Required task:
Reproduce every one of the records below word for word, leaving out the pictures.

── Record excerpts ──

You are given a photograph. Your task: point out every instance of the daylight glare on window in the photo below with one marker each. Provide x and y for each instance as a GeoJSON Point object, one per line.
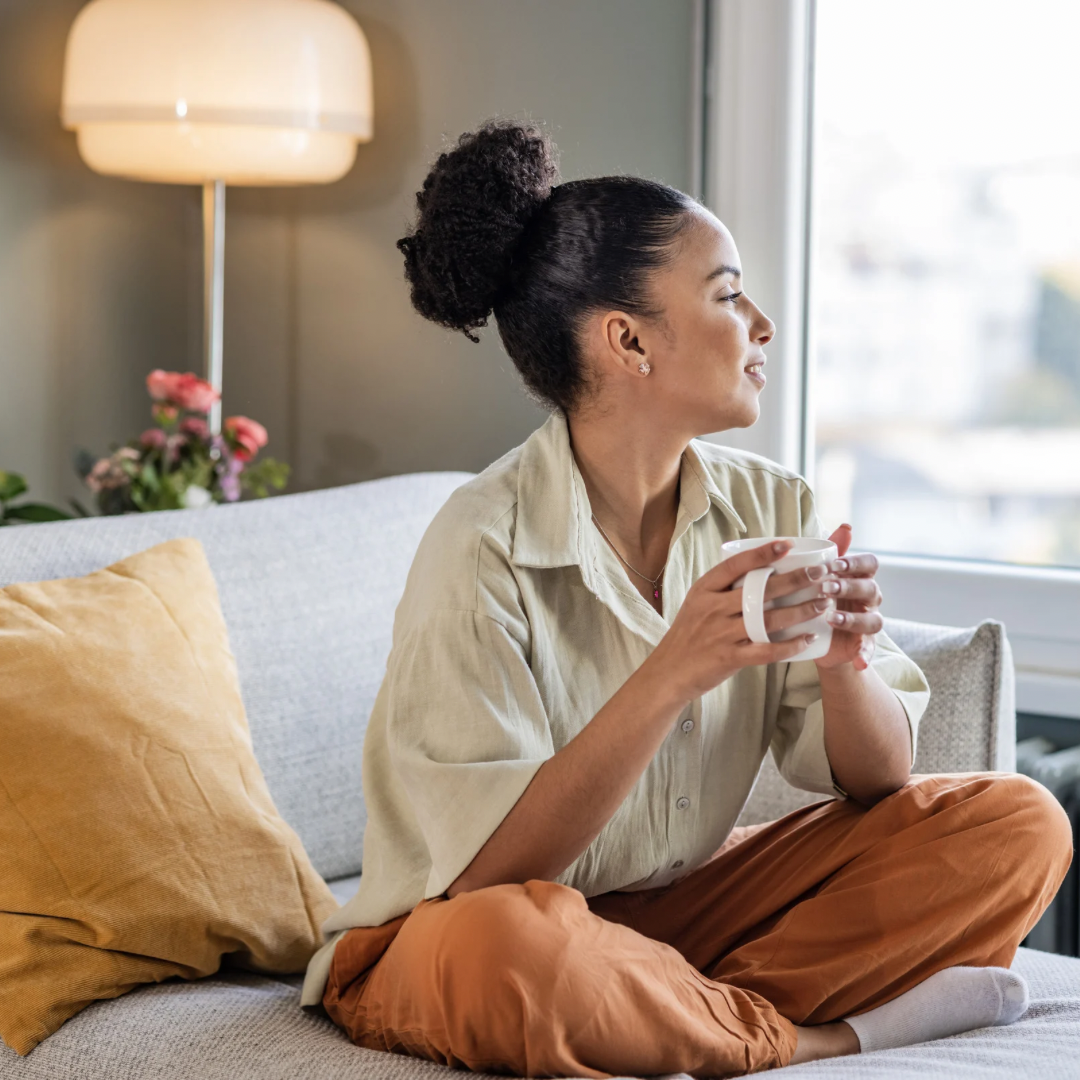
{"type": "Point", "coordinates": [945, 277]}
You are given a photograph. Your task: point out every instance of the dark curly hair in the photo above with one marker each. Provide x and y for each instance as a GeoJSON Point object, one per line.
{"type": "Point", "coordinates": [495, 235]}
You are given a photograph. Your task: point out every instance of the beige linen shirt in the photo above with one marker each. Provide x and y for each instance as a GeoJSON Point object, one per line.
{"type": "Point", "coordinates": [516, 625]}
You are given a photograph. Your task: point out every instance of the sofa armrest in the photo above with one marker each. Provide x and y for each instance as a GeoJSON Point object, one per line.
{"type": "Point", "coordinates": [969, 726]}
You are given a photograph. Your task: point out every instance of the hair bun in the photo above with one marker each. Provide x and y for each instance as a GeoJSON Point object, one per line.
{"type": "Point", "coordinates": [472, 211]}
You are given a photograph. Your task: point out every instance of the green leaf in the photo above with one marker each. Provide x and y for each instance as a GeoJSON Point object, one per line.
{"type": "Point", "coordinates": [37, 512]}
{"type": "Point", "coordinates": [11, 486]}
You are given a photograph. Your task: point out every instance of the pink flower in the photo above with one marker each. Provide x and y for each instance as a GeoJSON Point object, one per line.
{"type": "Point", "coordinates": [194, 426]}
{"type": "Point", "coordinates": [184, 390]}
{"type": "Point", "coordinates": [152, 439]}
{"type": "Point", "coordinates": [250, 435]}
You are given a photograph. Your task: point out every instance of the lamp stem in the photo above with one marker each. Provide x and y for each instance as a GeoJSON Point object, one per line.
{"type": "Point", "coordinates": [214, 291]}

───

Answer to this task:
You are given a photograph. Your task: point out every instance of the daylight glare on window in the photo below with one marker each. Provide x and y for each instance as a GeoJSON Point object, one per line.
{"type": "Point", "coordinates": [945, 277]}
You are given a photograph. Your task: point out every instance of the dark curly hair in the photo above with one marker each. Provide x and y for each instance as a GeoJSON Point object, one per line.
{"type": "Point", "coordinates": [495, 235]}
You are given a photograph. Your task: point out every instance of the beige linen shirt in the photo above with one marker each. Provide x and y for each instance as a GeoJSON Point object, one per line.
{"type": "Point", "coordinates": [516, 625]}
You are given a photograph. Your task: point out every instance of the sofa armrest in the photo above with one marker each. Provide x and y for each instance as a GeoJSON Point object, one per line.
{"type": "Point", "coordinates": [969, 726]}
You are given a photograph. Your task: point out every instance of the hair bun in the photo above with one marker each. Provide x and y for each instance as a GeoJSON Point object, one per line.
{"type": "Point", "coordinates": [472, 211]}
You are given a photograph. Your task: point out every instance of the green leaf in the photo above with one marker each. Provide x and y for each instance as a GeoJSON Point object, one per line.
{"type": "Point", "coordinates": [37, 512]}
{"type": "Point", "coordinates": [11, 486]}
You are given a photograph. Your task: point out every instance of the pink flower in the photo above with one marker each. Provide x and y for each instance as a GeoJSON Point object, one per line.
{"type": "Point", "coordinates": [194, 426]}
{"type": "Point", "coordinates": [184, 390]}
{"type": "Point", "coordinates": [152, 439]}
{"type": "Point", "coordinates": [250, 435]}
You are given a photograph. Your task: point out every instance of the lamp stem in the photo above with one marker each. Provide x and y for each instance as a GeoJSON Point object, one per line.
{"type": "Point", "coordinates": [214, 291]}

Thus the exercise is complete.